▶ [AIM OF THE TASK]
How many of the lines below contain the word "reflection"? Case matters, and the reply should be the number alone.

▶ [DATA IN THIS EXERCISE]
BEGIN
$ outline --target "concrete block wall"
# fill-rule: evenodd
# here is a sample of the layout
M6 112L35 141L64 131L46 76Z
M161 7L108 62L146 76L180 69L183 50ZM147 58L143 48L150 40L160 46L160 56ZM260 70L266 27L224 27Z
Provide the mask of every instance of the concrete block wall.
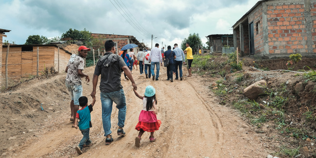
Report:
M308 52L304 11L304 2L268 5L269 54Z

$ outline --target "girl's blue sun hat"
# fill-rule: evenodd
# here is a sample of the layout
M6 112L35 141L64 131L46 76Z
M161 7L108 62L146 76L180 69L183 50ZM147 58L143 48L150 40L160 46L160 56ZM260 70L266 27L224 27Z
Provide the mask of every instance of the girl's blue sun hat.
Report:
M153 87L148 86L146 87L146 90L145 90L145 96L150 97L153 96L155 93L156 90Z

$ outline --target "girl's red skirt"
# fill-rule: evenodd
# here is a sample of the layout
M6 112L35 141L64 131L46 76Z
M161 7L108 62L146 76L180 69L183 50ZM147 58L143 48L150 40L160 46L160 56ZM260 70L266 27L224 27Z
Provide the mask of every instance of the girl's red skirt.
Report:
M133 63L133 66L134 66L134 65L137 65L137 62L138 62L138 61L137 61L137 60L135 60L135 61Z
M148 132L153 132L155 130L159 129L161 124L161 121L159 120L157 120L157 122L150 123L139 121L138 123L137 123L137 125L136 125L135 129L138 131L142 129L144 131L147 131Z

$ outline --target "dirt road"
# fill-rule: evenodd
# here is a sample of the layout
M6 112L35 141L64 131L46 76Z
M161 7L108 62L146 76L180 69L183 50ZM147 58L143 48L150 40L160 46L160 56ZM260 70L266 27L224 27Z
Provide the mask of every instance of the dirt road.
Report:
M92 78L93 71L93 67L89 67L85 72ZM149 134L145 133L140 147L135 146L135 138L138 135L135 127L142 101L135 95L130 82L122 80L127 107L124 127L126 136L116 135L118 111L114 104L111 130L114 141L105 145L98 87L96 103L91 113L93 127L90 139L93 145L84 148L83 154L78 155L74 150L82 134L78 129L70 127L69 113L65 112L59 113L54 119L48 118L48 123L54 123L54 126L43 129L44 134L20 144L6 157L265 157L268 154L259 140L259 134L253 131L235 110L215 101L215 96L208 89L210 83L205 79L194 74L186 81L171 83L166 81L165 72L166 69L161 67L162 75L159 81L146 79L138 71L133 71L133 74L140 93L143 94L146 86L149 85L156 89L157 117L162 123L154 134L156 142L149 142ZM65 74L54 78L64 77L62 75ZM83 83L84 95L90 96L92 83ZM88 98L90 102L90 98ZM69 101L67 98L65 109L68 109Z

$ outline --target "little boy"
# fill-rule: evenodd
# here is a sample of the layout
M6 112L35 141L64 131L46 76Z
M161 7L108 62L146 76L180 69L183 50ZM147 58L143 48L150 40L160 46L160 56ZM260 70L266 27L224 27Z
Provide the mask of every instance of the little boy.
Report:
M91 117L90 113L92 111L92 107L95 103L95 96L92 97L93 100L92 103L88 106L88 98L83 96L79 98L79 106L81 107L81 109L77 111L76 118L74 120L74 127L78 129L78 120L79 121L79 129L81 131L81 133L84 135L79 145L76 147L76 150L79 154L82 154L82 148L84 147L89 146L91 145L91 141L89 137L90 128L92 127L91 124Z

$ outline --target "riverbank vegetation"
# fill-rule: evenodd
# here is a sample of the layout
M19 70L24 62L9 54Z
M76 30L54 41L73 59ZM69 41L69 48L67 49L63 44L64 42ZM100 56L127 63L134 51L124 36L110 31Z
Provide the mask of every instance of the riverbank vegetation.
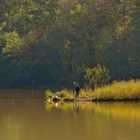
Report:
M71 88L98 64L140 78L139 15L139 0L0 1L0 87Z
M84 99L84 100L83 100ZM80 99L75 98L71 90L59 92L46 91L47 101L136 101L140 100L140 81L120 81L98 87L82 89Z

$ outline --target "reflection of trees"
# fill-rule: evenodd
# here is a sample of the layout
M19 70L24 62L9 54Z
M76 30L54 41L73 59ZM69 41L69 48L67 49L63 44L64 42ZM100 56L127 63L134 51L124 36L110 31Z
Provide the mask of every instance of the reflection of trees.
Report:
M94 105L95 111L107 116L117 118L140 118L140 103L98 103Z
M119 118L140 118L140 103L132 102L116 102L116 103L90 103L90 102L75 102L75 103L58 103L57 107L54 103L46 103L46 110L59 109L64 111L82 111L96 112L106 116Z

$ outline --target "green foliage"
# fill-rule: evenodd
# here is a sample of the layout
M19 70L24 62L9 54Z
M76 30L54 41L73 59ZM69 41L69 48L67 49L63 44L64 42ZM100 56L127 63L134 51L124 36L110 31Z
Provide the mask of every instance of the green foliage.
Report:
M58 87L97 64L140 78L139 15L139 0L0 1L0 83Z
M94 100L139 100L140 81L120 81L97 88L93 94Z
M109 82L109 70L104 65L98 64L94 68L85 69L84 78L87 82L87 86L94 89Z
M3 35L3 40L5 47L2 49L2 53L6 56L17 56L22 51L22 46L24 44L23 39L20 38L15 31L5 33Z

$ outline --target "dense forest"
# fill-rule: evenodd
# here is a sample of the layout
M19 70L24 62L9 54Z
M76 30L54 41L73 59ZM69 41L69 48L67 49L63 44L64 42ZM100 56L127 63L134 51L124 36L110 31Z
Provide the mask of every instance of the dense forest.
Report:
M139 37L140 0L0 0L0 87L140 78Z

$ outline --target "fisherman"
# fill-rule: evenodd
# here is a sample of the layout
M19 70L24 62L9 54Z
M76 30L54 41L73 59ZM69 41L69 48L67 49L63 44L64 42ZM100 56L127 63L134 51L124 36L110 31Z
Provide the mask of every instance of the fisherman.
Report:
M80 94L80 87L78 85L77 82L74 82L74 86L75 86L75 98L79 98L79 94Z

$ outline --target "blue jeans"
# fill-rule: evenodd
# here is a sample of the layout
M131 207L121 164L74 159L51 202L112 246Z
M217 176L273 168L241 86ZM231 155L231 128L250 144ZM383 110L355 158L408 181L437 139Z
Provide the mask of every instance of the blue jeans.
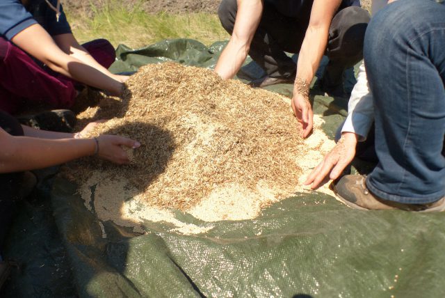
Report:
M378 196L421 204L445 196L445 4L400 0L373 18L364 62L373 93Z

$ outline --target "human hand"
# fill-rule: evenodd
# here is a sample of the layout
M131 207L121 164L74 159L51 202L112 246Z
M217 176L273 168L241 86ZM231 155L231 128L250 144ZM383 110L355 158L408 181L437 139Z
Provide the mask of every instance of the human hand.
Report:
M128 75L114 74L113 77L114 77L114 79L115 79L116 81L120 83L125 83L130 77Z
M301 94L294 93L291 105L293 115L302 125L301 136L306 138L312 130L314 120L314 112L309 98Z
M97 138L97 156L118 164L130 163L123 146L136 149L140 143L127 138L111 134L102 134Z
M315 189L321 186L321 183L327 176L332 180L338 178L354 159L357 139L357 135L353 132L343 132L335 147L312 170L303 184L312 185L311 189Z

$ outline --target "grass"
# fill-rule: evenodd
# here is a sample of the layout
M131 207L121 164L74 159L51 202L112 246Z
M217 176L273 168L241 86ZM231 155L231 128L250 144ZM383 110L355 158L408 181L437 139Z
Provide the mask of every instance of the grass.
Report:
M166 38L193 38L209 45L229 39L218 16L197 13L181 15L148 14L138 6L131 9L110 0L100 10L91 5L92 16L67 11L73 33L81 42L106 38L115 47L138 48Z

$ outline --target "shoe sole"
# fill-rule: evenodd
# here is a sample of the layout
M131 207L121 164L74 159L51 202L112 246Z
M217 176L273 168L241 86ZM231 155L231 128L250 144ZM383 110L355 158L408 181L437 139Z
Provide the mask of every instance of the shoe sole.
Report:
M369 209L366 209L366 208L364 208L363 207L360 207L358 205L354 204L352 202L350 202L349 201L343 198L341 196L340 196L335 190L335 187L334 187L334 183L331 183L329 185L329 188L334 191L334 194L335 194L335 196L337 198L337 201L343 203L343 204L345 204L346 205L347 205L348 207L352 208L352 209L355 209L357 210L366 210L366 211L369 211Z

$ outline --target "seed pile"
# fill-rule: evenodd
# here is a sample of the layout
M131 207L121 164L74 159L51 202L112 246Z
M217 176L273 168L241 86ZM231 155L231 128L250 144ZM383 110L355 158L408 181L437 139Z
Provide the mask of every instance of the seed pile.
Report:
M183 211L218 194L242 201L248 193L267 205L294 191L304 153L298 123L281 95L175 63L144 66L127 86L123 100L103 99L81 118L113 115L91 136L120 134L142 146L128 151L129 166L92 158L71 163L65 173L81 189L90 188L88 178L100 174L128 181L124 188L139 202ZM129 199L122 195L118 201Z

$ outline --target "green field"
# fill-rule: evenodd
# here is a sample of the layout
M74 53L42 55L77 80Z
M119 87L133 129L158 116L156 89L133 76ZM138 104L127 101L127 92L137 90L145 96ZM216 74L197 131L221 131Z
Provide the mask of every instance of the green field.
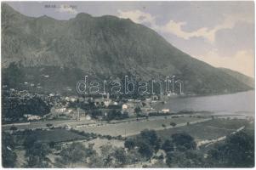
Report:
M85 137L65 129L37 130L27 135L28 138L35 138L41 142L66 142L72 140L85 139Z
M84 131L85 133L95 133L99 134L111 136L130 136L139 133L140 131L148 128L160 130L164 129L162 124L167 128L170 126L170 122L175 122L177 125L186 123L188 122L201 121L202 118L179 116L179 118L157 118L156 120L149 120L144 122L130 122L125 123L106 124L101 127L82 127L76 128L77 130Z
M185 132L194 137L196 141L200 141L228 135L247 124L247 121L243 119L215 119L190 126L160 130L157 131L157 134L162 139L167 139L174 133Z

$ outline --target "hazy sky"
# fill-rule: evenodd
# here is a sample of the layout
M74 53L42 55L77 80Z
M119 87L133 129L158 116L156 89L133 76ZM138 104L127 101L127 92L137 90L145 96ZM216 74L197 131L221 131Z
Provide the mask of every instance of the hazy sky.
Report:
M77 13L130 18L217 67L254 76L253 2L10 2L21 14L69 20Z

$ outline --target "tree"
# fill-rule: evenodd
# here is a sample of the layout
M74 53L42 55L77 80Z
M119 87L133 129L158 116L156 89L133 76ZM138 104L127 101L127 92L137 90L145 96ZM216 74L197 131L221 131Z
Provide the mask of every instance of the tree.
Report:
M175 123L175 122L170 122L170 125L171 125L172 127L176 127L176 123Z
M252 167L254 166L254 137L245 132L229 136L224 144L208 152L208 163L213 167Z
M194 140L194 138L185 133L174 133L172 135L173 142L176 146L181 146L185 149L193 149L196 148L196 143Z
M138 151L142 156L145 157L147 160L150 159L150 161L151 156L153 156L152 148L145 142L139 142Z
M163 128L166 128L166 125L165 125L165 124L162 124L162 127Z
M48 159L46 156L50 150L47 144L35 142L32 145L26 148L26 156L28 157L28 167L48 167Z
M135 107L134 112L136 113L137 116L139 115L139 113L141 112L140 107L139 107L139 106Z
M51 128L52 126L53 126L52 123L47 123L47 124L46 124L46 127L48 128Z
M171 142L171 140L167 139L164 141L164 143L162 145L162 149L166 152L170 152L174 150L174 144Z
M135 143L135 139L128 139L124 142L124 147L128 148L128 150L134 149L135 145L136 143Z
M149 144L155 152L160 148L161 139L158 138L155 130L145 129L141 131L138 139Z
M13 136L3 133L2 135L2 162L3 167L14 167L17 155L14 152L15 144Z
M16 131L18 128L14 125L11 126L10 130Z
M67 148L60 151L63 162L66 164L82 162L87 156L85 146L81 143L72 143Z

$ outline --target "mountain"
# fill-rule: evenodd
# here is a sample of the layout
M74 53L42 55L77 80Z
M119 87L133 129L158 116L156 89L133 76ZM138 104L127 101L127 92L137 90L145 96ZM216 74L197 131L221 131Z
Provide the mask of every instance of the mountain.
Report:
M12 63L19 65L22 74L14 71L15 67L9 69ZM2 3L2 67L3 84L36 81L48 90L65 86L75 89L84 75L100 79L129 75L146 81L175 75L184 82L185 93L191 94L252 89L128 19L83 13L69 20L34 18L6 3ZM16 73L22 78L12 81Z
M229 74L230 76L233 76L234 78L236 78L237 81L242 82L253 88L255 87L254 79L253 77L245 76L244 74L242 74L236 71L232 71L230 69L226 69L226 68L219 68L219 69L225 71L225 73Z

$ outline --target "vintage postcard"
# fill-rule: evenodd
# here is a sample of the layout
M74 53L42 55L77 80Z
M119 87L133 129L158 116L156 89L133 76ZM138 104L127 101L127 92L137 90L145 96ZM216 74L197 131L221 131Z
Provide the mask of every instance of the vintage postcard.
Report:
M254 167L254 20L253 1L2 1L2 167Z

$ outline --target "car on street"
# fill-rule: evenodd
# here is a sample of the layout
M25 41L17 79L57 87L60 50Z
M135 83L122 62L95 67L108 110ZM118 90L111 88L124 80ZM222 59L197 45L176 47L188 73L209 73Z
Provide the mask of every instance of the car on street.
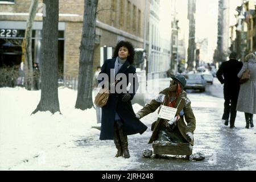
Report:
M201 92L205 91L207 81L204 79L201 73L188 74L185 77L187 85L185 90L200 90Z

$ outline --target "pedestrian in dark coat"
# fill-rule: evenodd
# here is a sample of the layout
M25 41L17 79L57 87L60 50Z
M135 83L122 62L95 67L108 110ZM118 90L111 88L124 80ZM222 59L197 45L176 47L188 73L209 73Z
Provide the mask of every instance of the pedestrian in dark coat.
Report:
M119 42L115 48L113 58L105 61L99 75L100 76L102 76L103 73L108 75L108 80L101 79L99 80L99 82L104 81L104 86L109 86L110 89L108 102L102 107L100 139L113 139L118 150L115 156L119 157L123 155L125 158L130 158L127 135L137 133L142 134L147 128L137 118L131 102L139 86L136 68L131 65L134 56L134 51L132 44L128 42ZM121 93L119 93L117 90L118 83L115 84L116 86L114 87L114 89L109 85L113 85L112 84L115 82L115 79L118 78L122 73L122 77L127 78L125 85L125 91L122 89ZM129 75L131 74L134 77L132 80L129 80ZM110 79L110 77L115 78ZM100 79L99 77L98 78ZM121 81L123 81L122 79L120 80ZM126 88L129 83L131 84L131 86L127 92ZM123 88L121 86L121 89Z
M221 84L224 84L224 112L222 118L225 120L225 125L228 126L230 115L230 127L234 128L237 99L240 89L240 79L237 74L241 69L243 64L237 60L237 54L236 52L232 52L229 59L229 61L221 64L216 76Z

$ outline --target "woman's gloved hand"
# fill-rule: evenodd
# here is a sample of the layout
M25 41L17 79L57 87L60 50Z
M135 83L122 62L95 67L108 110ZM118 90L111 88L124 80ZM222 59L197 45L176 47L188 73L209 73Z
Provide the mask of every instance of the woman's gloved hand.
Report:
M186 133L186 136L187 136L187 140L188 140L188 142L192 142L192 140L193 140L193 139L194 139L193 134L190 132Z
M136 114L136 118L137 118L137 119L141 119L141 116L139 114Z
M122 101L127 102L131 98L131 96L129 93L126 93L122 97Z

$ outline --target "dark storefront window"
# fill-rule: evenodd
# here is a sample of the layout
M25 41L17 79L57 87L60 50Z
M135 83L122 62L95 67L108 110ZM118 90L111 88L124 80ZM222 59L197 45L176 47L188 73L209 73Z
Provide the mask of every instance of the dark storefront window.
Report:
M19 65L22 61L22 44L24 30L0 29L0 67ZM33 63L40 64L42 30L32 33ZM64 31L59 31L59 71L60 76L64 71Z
END
▶ [SOLUTION TO THE EXERCISE]
2